#### Page extract ####

The former owner and operator of an Orange County-based cor…

The former owner and operator of an Orange County-based correspondence school
called Columbia State University has agreed to plead guilty to all nine counts of
mail fraud that were alleged against him by a federal grand jury last year.

Ronald Pellar, 75, is scheduled to plead guilty to the nine felony counts at 2:30
this afternoon in United States District Court in Santa Ana. Pellar is expected to
plead guilty pursuant to a plea agreement, which was filed Friday afternoon and
which outlines a scheme in which Pellar ran a “diploma mill” that offered academic
degrees from the non-existent Columbia State University (CSU).

#### Data excerpts ####

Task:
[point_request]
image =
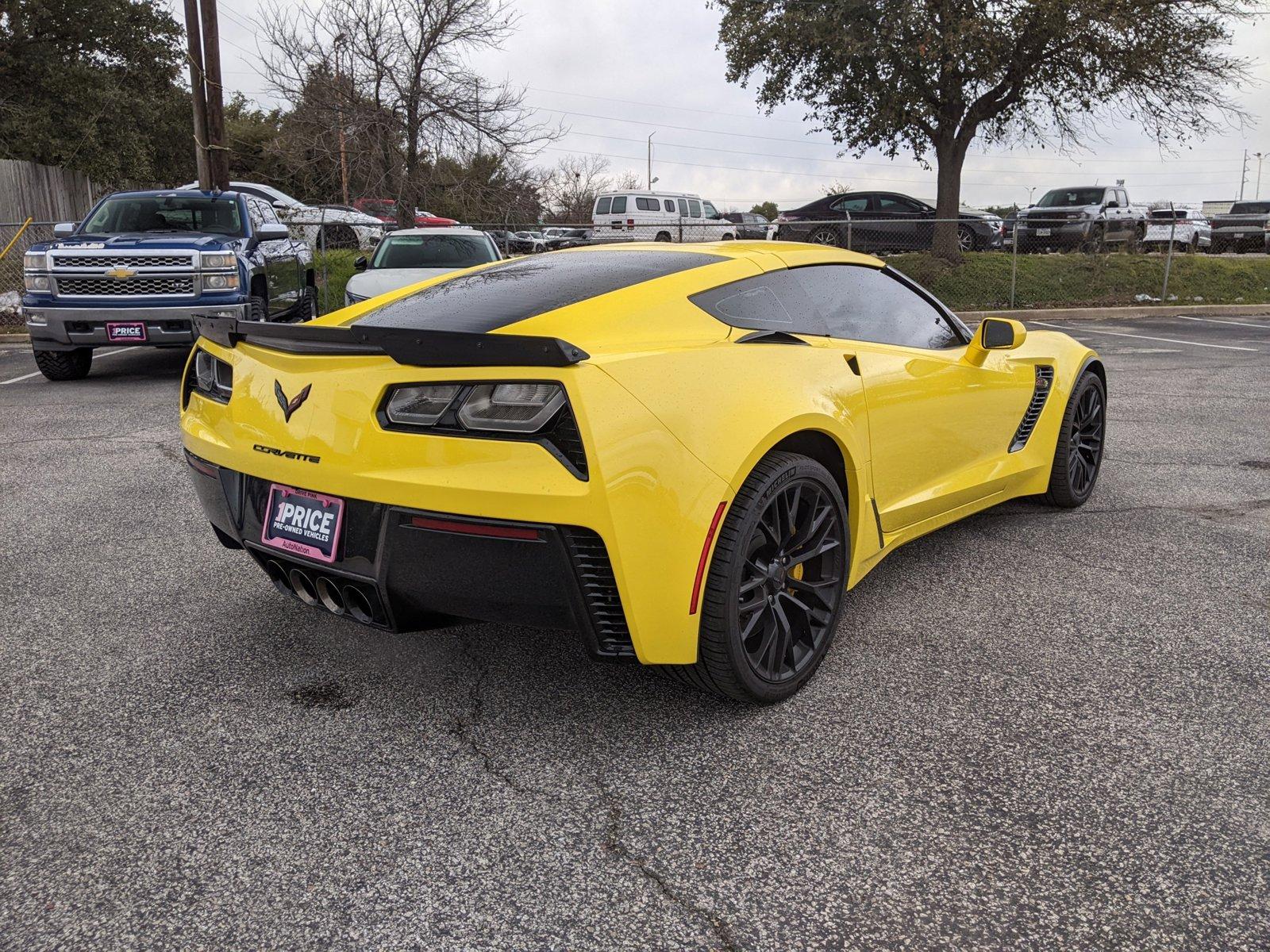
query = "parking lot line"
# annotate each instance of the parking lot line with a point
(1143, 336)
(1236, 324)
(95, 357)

####
#### Data excerpts ####

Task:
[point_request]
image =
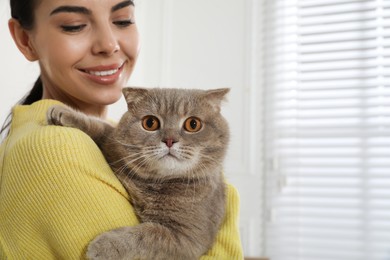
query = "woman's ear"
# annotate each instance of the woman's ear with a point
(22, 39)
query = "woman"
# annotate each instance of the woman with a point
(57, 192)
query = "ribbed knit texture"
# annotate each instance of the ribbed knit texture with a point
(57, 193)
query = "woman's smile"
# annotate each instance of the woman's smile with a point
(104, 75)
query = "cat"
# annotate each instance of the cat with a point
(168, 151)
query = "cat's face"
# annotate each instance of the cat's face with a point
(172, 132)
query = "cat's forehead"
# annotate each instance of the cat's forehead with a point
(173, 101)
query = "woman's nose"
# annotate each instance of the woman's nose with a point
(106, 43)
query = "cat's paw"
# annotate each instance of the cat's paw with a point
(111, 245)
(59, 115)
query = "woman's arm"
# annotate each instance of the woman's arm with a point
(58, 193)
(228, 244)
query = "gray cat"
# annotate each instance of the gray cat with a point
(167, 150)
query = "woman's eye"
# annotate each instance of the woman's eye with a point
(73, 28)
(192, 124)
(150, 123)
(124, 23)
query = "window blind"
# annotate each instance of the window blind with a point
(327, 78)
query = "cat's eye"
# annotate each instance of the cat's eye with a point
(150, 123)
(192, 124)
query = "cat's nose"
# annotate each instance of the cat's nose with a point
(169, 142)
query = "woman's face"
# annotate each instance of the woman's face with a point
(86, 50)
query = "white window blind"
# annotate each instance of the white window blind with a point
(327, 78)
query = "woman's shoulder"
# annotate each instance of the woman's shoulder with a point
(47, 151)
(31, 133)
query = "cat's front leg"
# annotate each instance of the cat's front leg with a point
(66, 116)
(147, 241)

####

▶ [Brief 1] Reproduce word for word the stretch of the Columbia State University news item from "The former owner and operator of an Orange County-based cor…" through "jury last year.".
▶ [Brief 2] Condense the paragraph of the Columbia State University news item that opens with "Ronald Pellar, 75, is scheduled" into a short bulleted list that keeps its main facts.

▶ [Answer area 1]
The former owner and operator of an Orange County-based cor…

The former owner and operator of an Orange County-based correspondence school
called Columbia State University has agreed to plead guilty to all nine counts of
mail fraud that were alleged against him by a federal grand jury last year.

▶ [Answer area 2]
- Ronald Pellar, 75, is set to plead guilty to nine felony counts at 2:30 this afternoon in United States District Court in Santa Ana.
- The plea is expected under a plea agreement filed Friday afternoon.
- The agreement outlines a scheme in which Pellar ran a "diploma mill" offering degrees from the non-existent Columbia State University (CSU).